- REQUIREMENT
Copy all of the lines below word for word, leaving out the pictures.

- EXCERPTED RECORDS
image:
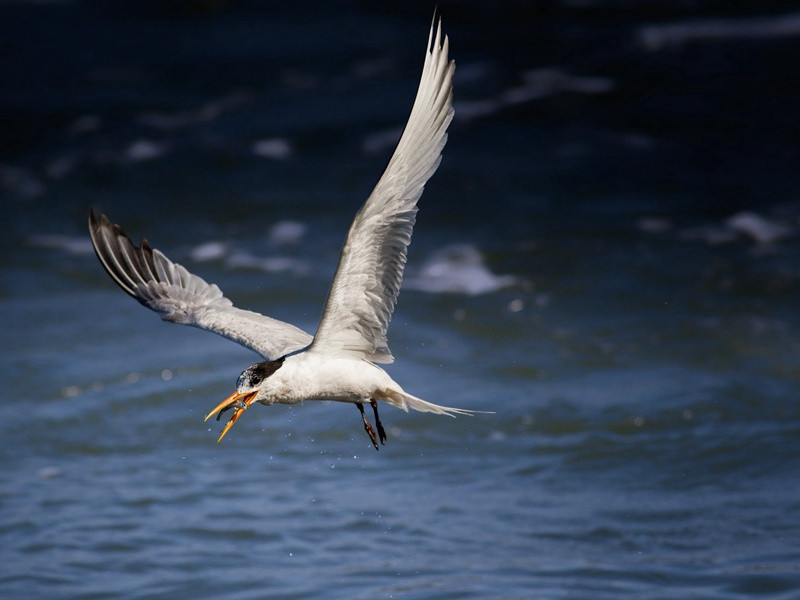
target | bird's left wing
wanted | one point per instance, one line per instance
(181, 297)
(367, 281)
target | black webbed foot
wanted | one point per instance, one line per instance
(368, 427)
(381, 430)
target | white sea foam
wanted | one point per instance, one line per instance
(286, 233)
(759, 228)
(209, 251)
(67, 243)
(275, 148)
(659, 37)
(268, 264)
(144, 150)
(458, 268)
(536, 84)
(21, 182)
(743, 225)
(185, 118)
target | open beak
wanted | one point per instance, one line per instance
(241, 402)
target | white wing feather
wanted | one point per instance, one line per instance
(181, 297)
(367, 281)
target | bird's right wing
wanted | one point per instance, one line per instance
(180, 297)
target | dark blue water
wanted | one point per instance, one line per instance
(608, 258)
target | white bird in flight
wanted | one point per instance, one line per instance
(338, 363)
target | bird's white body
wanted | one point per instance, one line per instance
(338, 362)
(314, 376)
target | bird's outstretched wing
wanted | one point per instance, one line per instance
(367, 280)
(168, 288)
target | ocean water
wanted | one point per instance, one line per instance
(608, 259)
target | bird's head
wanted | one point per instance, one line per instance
(249, 388)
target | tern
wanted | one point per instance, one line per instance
(339, 362)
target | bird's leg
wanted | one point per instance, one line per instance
(370, 431)
(381, 431)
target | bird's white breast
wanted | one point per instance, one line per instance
(311, 376)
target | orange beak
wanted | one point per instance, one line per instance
(242, 402)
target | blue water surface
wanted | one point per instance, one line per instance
(608, 259)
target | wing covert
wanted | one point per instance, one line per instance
(367, 281)
(181, 297)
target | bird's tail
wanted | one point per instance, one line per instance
(405, 401)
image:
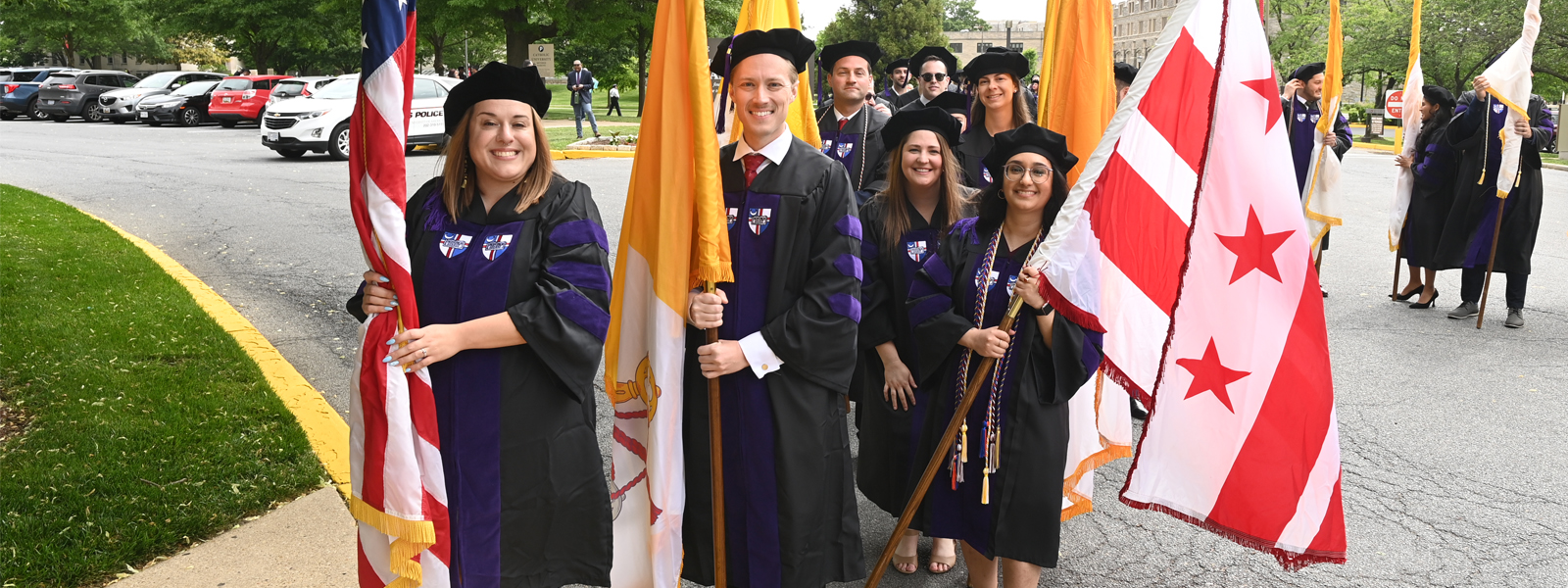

- TASK ANSWER
image:
target | bird's left wing
wanted | one point per instance, one line per instance
(181, 297)
(367, 281)
target | black webbed foot
wanted | one point per instance, one line per instance
(368, 427)
(381, 430)
target | white sea foam
wanted | one point per instance, one line per instance
(286, 233)
(759, 228)
(209, 251)
(67, 243)
(275, 148)
(659, 37)
(268, 264)
(144, 150)
(458, 268)
(536, 84)
(21, 182)
(743, 225)
(185, 118)
target | open beak
wanted | one point per instance, one line per instance
(241, 402)
target | white wing feather
wanted | one point per instance, one line per instance
(181, 297)
(367, 281)
target | bird's right wing
wanted | one point per instance, one line per instance
(180, 297)
target | dark blue water
wanted | one point per instance, one line per instance
(608, 258)
target | white bird in flight
wanted | one point per instance, one line per instance
(338, 363)
target | bird's white body
wanted | one point per instance, one line per instance
(338, 362)
(314, 376)
target | bird's outstretched wing
wanted | one point per instance, one line per instance
(367, 280)
(168, 288)
target | ocean water
wanted | one point per instance, one line per instance
(608, 259)
target | bird's head
wanted | one point per instance, one line per instance
(249, 388)
target | tern
wanted | one point per instance, one line per instance
(339, 362)
target | bird's leg
wanted | one point per instance, one line per instance
(370, 431)
(381, 431)
target | bird's white breast
wanted | one point per instance, one line per instance
(311, 376)
target | orange beak
wanted | one point per instance, one line per instance
(242, 402)
target | blue water surface
wanted | one point per instance, one line per instance
(608, 259)
target | wing covert
wanted | one point per instance, one line per instance
(367, 281)
(181, 297)
target | bird's tail
wanted | one point per instance, one line per instance
(405, 401)
image:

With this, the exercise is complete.